* [Data to use]
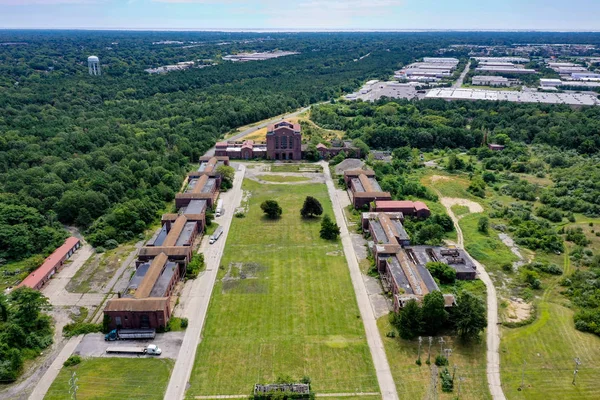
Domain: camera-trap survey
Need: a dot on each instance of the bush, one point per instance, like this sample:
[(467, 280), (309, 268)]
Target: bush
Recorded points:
[(440, 361), (71, 361), (81, 328)]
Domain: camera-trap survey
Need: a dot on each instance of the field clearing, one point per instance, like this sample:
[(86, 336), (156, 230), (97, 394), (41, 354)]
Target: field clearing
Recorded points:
[(549, 346), (98, 270), (282, 178), (283, 305), (110, 378), (412, 381)]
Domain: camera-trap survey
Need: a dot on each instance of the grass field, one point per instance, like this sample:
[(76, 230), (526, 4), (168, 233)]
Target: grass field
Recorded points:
[(114, 378), (296, 168), (282, 178), (413, 381), (294, 314)]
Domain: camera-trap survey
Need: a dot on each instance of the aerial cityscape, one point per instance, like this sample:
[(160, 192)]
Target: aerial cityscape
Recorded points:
[(343, 200)]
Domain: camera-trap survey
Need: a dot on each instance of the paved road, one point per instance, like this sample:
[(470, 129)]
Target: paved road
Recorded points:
[(460, 80), (248, 131), (492, 331), (199, 296), (382, 368)]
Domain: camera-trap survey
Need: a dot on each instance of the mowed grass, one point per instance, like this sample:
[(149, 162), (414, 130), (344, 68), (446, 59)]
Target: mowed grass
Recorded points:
[(413, 381), (294, 315), (114, 378), (282, 178), (548, 347)]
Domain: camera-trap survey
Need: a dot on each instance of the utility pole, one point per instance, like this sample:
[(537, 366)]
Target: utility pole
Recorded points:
[(73, 386), (460, 379), (577, 364), (429, 351)]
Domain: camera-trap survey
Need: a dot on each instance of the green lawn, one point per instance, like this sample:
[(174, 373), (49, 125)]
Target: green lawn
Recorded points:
[(412, 381), (114, 378), (296, 168), (282, 178), (294, 314)]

* [Job]
Restate the full listing verbatim and drop every picture.

* [Task answer]
Domain: camera-trap survey
Need: a dot on each instance of the bush, one point per instance, like this sample:
[(467, 280), (309, 268)]
Target: bush
Recorded points:
[(440, 361), (71, 361), (81, 328)]
Domain: camera-trap survey
Need: a dot on each instance of the field clearing, one point per instance, like this sample:
[(86, 336), (156, 230), (97, 394), (41, 354)]
Target: field clearing
Recorded points:
[(549, 346), (98, 270), (282, 178), (283, 305), (110, 378), (412, 381)]
Domain: camera-trap survey
Need: a dot on each instance of the grass field, one point per instance, like this sample:
[(76, 230), (526, 4), (168, 233)]
Target: grass field
Recorded points:
[(114, 378), (296, 168), (282, 178), (413, 381), (294, 314)]
Domain: camera-trap survey
Need: a dot on each instance of the aerial cityscape, one point per instance, like this sample:
[(160, 192)]
Target: aerial cityscape
Recorded points:
[(343, 200)]
Domain: camera-trap survey
Need: a dot on each instance of the paved road, one point per instance, like this sample:
[(470, 129)]
Target: paved road
Recorded points:
[(460, 80), (248, 131), (492, 331), (199, 296), (382, 368)]
Domain: camera-trap survey
Need: a dot on each instance of the mowed grass, one point per instance, like this sample:
[(149, 162), (414, 130), (344, 68), (446, 59)]
Target: mowed grass
Recorded points:
[(413, 381), (294, 315), (114, 378), (282, 178), (548, 347)]
Domain: camera-trap survey
Need: a dot on each instance of the utility pole, one point per instance, like this sample:
[(537, 366)]
Target: utility pole
Recorded points:
[(73, 386), (460, 379), (577, 364), (429, 351)]
Domain: camera-trap survey
Need: a dot on each instance of the green lawn, one point per instance, like this sample:
[(174, 373), (49, 125)]
Target: green lawn
Recorded points:
[(412, 381), (114, 378), (296, 168), (282, 178), (294, 314)]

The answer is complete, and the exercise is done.